Page text.
·····

ELL students want to learn how to have successful lives here. They come from culturally rich countries where values and norms are different from those in their new country. They want to learn so much more than the English language. They want to understand and adapt to our values, habits and lifestyles. Building on their backgrounds and experiences, a good teacher relates all of this to classroom instruction. This is where a teacher’s relationship with the students comes into play. In our classes, we used group work, projects, experiential learning, etc. Students thrived on this instruction and felt like their participation was recognized and appreciated. MCAS put a stop to all of this. We were forced to eliminate these kinds of activities in favor of test-prep classes, classes that were prescriptive and regimented. Students’ humanity was negated. No surprise, their enthusiasm for school plummeted. Students who were previously content and came to school regularly were now missing classes. A standardized test merely looked for standardized outcomes. ELL students did not fit into this rubric.

Did you know that ELL students get tested for a month in January with the Access test, an intense reading, writing, listening and speaking assessment, and in March with the English-language arts MCAS and then again in May with the math MCAS?

·····

(Dataset items)
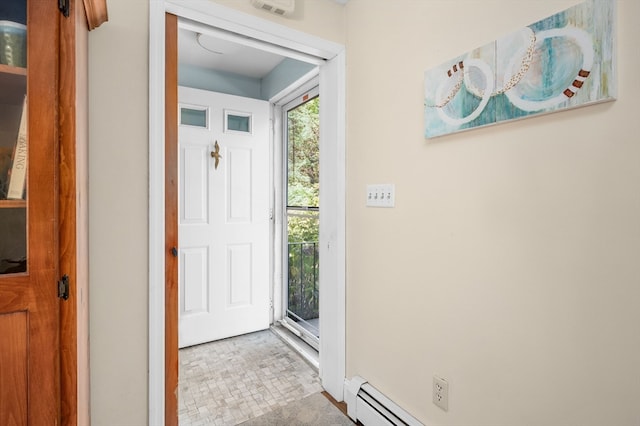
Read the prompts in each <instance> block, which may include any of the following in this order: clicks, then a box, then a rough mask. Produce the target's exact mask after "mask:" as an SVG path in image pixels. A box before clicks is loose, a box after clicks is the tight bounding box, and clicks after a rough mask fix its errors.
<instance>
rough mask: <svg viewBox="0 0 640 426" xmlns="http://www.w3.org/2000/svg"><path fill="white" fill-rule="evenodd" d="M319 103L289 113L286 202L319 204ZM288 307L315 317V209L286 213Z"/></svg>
mask: <svg viewBox="0 0 640 426" xmlns="http://www.w3.org/2000/svg"><path fill="white" fill-rule="evenodd" d="M319 108H320V102H319V98H317V97H316V98H314V99H312V100H310V101H308V102H306V103H305V104H303V105H300V106H299V107H297V108H295V109H294V110H291V111H290V112H289V114H288V135H287V136H288V140H289V143H288V147H287V158H288V164H287V186H288V189H287V193H288V195H287V197H288V200H287V204H288V205H289V206H292V207H319V198H320V197H319V196H320V169H319V161H320V145H319V142H320V119H319V118H320V117H319ZM288 213H289V218H288V235H289V237H288V241H289V295H288V296H289V310H290V311H292V312H294V313H295V314H296V315H298V316H299V317H301V318H303V319H310V318H317V317H318V306H319V304H318V296H319V291H318V290H319V289H318V273H319V268H318V249H317V242H318V233H319V223H320V222H319V220H318V219H319V216H318V212H317V211H300V210H291V211H289V212H288Z"/></svg>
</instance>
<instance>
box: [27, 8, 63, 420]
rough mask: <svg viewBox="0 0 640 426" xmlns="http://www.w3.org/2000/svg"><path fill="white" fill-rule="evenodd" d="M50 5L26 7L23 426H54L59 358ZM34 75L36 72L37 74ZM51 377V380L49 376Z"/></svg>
mask: <svg viewBox="0 0 640 426" xmlns="http://www.w3.org/2000/svg"><path fill="white" fill-rule="evenodd" d="M57 13H58V11H57V5H56V4H55V3H54V2H31V1H30V2H28V3H27V28H37V31H31V32H29V34H28V38H29V40H28V44H29V49H28V52H27V63H28V64H29V69H30V70H32V71H31V72H29V73H28V75H27V80H28V83H27V91H28V98H29V102H28V114H29V119H28V121H29V127H28V138H29V143H28V145H29V148H28V149H29V153H28V156H29V157H28V158H29V164H30V166H29V168H28V173H29V178H28V182H27V204H28V223H29V228H28V253H29V254H28V262H29V265H28V269H29V272H28V276H29V284H28V285H29V287H30V288H31V289H32V291H31V294H30V296H29V299H30V300H29V301H27V304H26V305H25V309H24V310H25V311H28V315H29V325H28V327H29V351H30V352H29V367H28V368H29V373H28V374H29V385H28V386H29V413H28V417H29V418H28V422H27V423H28V424H31V425H40V424H42V425H50V424H58V423H59V421H60V420H59V419H60V407H59V405H60V372H59V366H60V352H59V350H58V346H59V335H60V330H59V324H58V322H57V321H55V319H57V318H59V314H60V311H59V304H60V302H59V299H58V297H57V291H56V286H55V283H56V279H57V276H58V257H59V253H58V229H57V223H58V221H59V217H58V209H57V191H58V169H57V165H58V155H59V150H58V126H57V122H56V119H57V114H56V111H57V108H56V106H57V102H58V94H57V84H56V83H57V81H56V80H57V78H56V73H57V72H58V67H57V65H58V46H59V37H60V33H59V28H60V27H59V25H60V24H59V21H58V19H56V16H57ZM36 71H37V72H36ZM52 372H53V374H52Z"/></svg>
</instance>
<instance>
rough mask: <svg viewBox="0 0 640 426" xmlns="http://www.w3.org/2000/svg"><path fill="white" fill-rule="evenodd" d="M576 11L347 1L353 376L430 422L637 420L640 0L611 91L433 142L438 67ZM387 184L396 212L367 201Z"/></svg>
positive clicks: (347, 310) (463, 0)
mask: <svg viewBox="0 0 640 426" xmlns="http://www.w3.org/2000/svg"><path fill="white" fill-rule="evenodd" d="M577 3H579V1H577V0H539V1H530V0H518V1H514V0H490V1H477V0H448V1H436V0H422V1H416V0H397V1H382V0H376V1H371V0H350V1H349V3H348V5H347V7H346V10H347V64H348V79H347V103H348V109H347V113H348V117H347V123H348V126H347V127H348V131H347V132H348V133H347V200H348V202H347V212H348V215H347V271H348V272H347V376H348V377H351V376H352V375H356V374H358V375H362V376H363V377H365V378H367V379H369V380H370V381H371V383H372V384H373V385H374V386H376V387H377V388H379V389H380V390H381V391H383V392H384V393H386V394H387V395H388V396H389V397H391V398H392V399H393V400H395V401H396V402H397V403H399V404H400V405H401V406H403V407H404V408H405V409H407V410H408V411H409V412H411V413H413V414H414V415H415V416H416V417H417V418H419V419H420V420H421V421H422V422H424V423H425V424H443V425H471V424H473V425H478V424H491V425H516V424H537V425H551V424H554V425H559V424H581V425H604V424H609V425H613V424H615V425H631V424H634V425H637V424H639V422H640V408H638V401H640V363H639V361H638V360H640V333H638V324H640V309H638V306H639V305H638V302H639V300H640V266H639V265H640V263H639V262H638V255H639V254H640V191H639V187H638V185H639V182H640V144H639V143H638V140H639V139H638V130H637V129H638V124H637V123H638V117H637V115H638V108H637V101H636V99H637V98H638V97H639V96H640V85H639V79H638V77H637V75H636V74H637V72H636V70H638V69H639V68H640V56H639V55H638V54H637V52H638V49H637V40H640V29H639V27H638V25H637V23H636V20H637V17H638V16H640V2H638V1H637V0H620V1H619V2H618V7H619V14H618V15H619V31H618V42H619V53H620V55H619V62H618V65H619V66H618V69H619V87H620V90H619V93H620V94H619V99H618V100H617V101H616V102H613V103H607V104H602V105H598V106H591V107H588V108H583V109H578V110H573V111H568V112H562V113H557V114H553V115H548V116H544V117H538V118H531V119H527V120H524V121H520V122H516V123H511V124H504V125H499V126H495V127H492V128H486V129H480V130H474V131H470V132H466V133H462V134H457V135H451V136H447V137H444V138H440V139H436V140H425V139H424V138H423V136H422V135H423V118H422V113H423V106H422V105H423V95H422V93H423V73H424V71H425V70H427V69H429V68H431V67H434V66H436V65H439V64H441V63H443V62H445V61H447V60H449V59H451V58H452V57H455V56H457V55H459V54H462V53H464V52H466V51H469V50H471V49H472V48H475V47H478V46H480V45H482V44H484V43H486V42H489V41H492V40H494V39H496V38H497V37H500V36H502V35H505V34H507V33H508V32H511V31H513V30H515V29H517V28H520V27H521V26H524V25H527V24H530V23H532V22H534V21H536V20H538V19H540V18H544V17H546V16H549V15H551V14H553V13H555V12H558V11H560V10H563V9H565V8H567V7H570V6H573V5H575V4H577ZM387 182H388V183H395V185H396V208H395V209H371V208H369V209H367V208H365V206H364V193H365V185H366V184H367V183H387ZM435 374H437V375H441V376H443V377H444V378H445V379H447V380H448V381H449V383H450V409H449V412H448V413H444V412H443V411H441V410H440V409H439V408H437V407H436V406H435V405H433V404H432V403H431V389H430V388H431V384H432V376H433V375H435Z"/></svg>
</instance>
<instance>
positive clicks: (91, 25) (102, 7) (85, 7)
mask: <svg viewBox="0 0 640 426" xmlns="http://www.w3.org/2000/svg"><path fill="white" fill-rule="evenodd" d="M83 3H84V8H85V10H86V15H87V26H88V28H89V31H91V30H93V29H96V28H98V27H99V26H100V25H102V24H103V23H105V22H107V21H108V20H109V13H108V12H107V0H83Z"/></svg>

·····

Problem 1. In the passage on ELL students and MCAS testing, transcribe word for word the part that begins with "Did you know" and ends with "the math MCAS?".
Problem 2. Carry the piece on ELL students and MCAS testing forward from its final sentence.

Response box 1.
Did you know that ELL students get tested for a month in January with the Access test, an intense reading, writing, listening and speaking assessment, and in March with the English-language arts MCAS and then again in May with the math MCAS?

Response box 2.
The transition itself, going from everyday classroom routines to test-prep classes, was disruptive and confusing for ELL students. New to this country, our students were bombarded constantly with unfamiliar challenges. Steady routines helped them adjust to their new environment. They created a familiar space where students were comfortable, knew what to expect and were ready to learn. So the continual switch from these daily routines to the standardized testing was particularly damaging.

MCAS was a slap in the face to creative teachers. It said that a standardized test could measure our students’ knowledge better than we could. The message was that we were not good enough to teach students we were in the classroom with them every day. We knew all about their history, families and school activities. We knew what made them happy, angry and eager to learn. This kind of emotional and social development is difficult to measure, yet it is the backbone of a good education.

My years of firsthand experience lead me to believe that multiple factors and methods determine students’ achievement. Alternative assessments such as students’ portfolios and presentations, classroom grades and test scores must all be used to award a high school diploma. It is patently unfair that one high-stakes standardized test determines high school graduation eligibility.